### DESCRIPTION OF THE TASK
Copy the records from their start through the line containing "M 353 401 L", both ends included, requests and all. Add 75 to every polygon coordinate in the answers, and omit the pictures.

··· EXTRACTED RECORDS ···

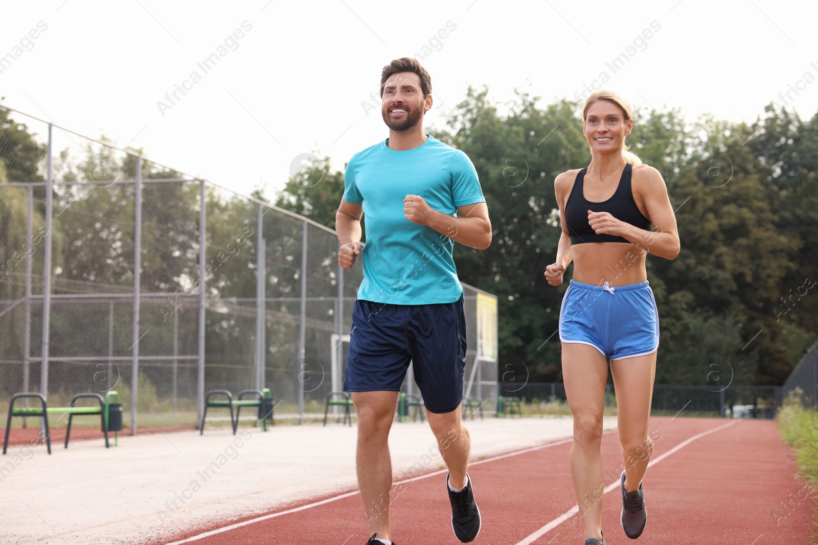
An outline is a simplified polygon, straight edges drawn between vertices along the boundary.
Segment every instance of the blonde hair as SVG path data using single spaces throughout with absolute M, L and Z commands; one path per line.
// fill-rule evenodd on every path
M 588 114 L 588 108 L 591 108 L 591 105 L 600 101 L 608 101 L 622 109 L 622 113 L 626 122 L 633 119 L 633 109 L 631 108 L 631 105 L 624 98 L 620 96 L 618 93 L 613 91 L 607 91 L 603 89 L 602 91 L 597 91 L 595 93 L 591 93 L 590 96 L 585 101 L 585 105 L 582 107 L 582 124 L 585 124 L 585 118 Z M 631 164 L 642 164 L 642 159 L 639 159 L 636 154 L 628 151 L 631 146 L 627 143 L 622 144 L 622 156 L 625 159 L 626 163 L 630 163 Z

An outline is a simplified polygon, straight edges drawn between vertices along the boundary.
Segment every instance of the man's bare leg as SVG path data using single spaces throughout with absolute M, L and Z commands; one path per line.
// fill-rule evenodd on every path
M 353 401 L 358 418 L 355 463 L 364 513 L 371 534 L 379 539 L 389 537 L 389 490 L 392 458 L 389 429 L 398 403 L 397 391 L 356 391 Z

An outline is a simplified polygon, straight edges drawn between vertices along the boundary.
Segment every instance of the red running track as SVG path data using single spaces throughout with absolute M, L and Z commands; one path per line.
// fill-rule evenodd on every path
M 610 545 L 743 543 L 805 545 L 815 504 L 796 480 L 794 454 L 775 422 L 654 418 L 653 466 L 644 480 L 648 524 L 637 542 L 619 525 L 616 483 L 622 458 L 615 432 L 602 439 L 603 531 Z M 527 449 L 470 466 L 483 528 L 475 544 L 582 543 L 569 468 L 570 441 Z M 353 471 L 350 468 L 350 471 Z M 392 503 L 397 545 L 458 543 L 451 527 L 445 471 L 407 482 Z M 315 498 L 228 526 L 198 529 L 174 544 L 363 545 L 357 492 Z M 167 542 L 165 542 L 167 543 Z

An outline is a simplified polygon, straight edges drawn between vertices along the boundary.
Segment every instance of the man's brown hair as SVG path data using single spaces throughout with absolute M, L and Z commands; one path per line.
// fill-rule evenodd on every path
M 395 59 L 384 66 L 383 71 L 381 71 L 381 98 L 384 96 L 384 86 L 386 84 L 386 80 L 389 79 L 392 74 L 399 74 L 401 72 L 411 72 L 412 74 L 416 74 L 418 75 L 418 78 L 420 78 L 420 91 L 423 92 L 424 98 L 428 96 L 432 92 L 432 78 L 429 76 L 429 72 L 427 72 L 426 69 L 420 65 L 420 63 L 419 63 L 416 59 L 405 56 L 402 59 Z

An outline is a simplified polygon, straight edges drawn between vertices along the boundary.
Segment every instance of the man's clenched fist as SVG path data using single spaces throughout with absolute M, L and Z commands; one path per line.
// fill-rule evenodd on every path
M 355 260 L 361 255 L 364 243 L 362 242 L 353 242 L 341 246 L 340 249 L 338 250 L 338 264 L 341 266 L 341 268 L 352 268 L 353 265 L 355 264 Z
M 428 226 L 434 211 L 420 195 L 407 195 L 403 199 L 403 217 L 412 223 Z

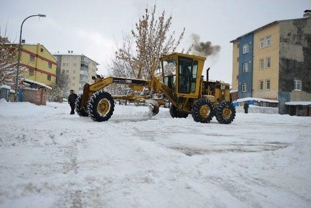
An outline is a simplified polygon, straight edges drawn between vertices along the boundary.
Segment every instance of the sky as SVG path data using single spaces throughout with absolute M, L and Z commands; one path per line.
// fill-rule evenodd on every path
M 26 43 L 40 43 L 52 54 L 68 50 L 81 53 L 100 64 L 98 74 L 105 75 L 114 56 L 115 42 L 130 32 L 146 7 L 157 5 L 173 17 L 171 31 L 179 34 L 186 28 L 181 46 L 192 43 L 191 35 L 200 41 L 221 46 L 216 55 L 207 57 L 204 69 L 210 67 L 209 78 L 231 83 L 232 45 L 229 42 L 276 20 L 302 17 L 311 9 L 311 0 L 0 0 L 0 28 L 3 36 L 18 41 L 20 24 Z M 204 71 L 205 72 L 205 70 Z M 204 75 L 206 76 L 205 72 Z

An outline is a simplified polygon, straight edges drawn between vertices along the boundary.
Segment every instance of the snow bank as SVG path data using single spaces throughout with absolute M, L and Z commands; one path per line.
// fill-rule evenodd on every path
M 311 101 L 291 101 L 286 102 L 285 105 L 310 105 Z
M 2 103 L 0 207 L 311 205 L 309 117 L 238 113 L 230 125 L 203 124 L 116 105 L 96 122 L 67 103 Z
M 237 113 L 244 113 L 243 106 L 236 107 L 235 109 Z M 261 107 L 250 105 L 248 108 L 248 113 L 268 114 L 278 113 L 278 108 Z
M 248 100 L 254 100 L 258 102 L 267 102 L 269 103 L 278 103 L 278 101 L 275 100 L 269 100 L 268 99 L 258 98 L 256 97 L 245 97 L 240 98 L 237 100 L 237 102 L 244 102 Z
M 7 89 L 8 90 L 11 90 L 11 87 L 5 85 L 2 85 L 0 86 L 0 89 Z

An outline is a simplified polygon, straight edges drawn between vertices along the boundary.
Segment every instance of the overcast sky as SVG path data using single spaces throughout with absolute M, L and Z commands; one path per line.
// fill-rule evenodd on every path
M 26 17 L 38 13 L 23 27 L 26 43 L 40 43 L 52 53 L 73 50 L 100 63 L 105 74 L 113 55 L 115 38 L 133 28 L 144 9 L 154 0 L 0 0 L 0 27 L 3 35 L 19 38 L 20 24 Z M 157 12 L 165 9 L 173 16 L 171 30 L 186 27 L 182 45 L 191 43 L 194 33 L 201 41 L 221 47 L 218 55 L 209 57 L 205 69 L 211 67 L 210 79 L 231 82 L 232 46 L 230 40 L 276 20 L 298 18 L 311 9 L 311 0 L 157 0 Z

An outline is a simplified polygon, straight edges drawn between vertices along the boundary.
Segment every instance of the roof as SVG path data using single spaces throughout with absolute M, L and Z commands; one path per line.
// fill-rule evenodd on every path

···

### REPLY TO THE TASK
An outline is a simplified polygon, straight edges drawn between vertices along the boundary.
Segment every instance of the blonde hair as SVG path data using single spaces throughout with absolute M, L and Z commands; one path per line.
// fill-rule evenodd on every path
M 663 189 L 663 183 L 666 183 L 666 180 L 675 176 L 683 176 L 697 184 L 697 188 L 701 197 L 708 194 L 708 184 L 706 183 L 706 180 L 699 173 L 695 171 L 693 168 L 688 166 L 682 166 L 678 164 L 677 166 L 672 166 L 670 168 L 666 168 L 665 171 L 660 176 L 660 180 L 657 182 L 657 199 L 660 199 L 660 193 Z M 706 239 L 717 239 L 717 234 L 714 234 L 711 229 L 703 226 L 706 221 L 702 218 L 697 219 L 697 231 L 700 234 L 701 238 L 705 238 Z

An outline is a simplified polygon, straight edges drawn between vertices along the boundary.
Segment every instance of the man's bare leg as SVG path data using single spaces throughout with absolute M, L and Z commands; one path per line.
// fill-rule evenodd on every path
M 428 476 L 433 493 L 430 538 L 439 588 L 446 609 L 454 614 L 464 612 L 464 565 L 467 533 L 464 504 L 473 478 L 472 466 L 431 466 Z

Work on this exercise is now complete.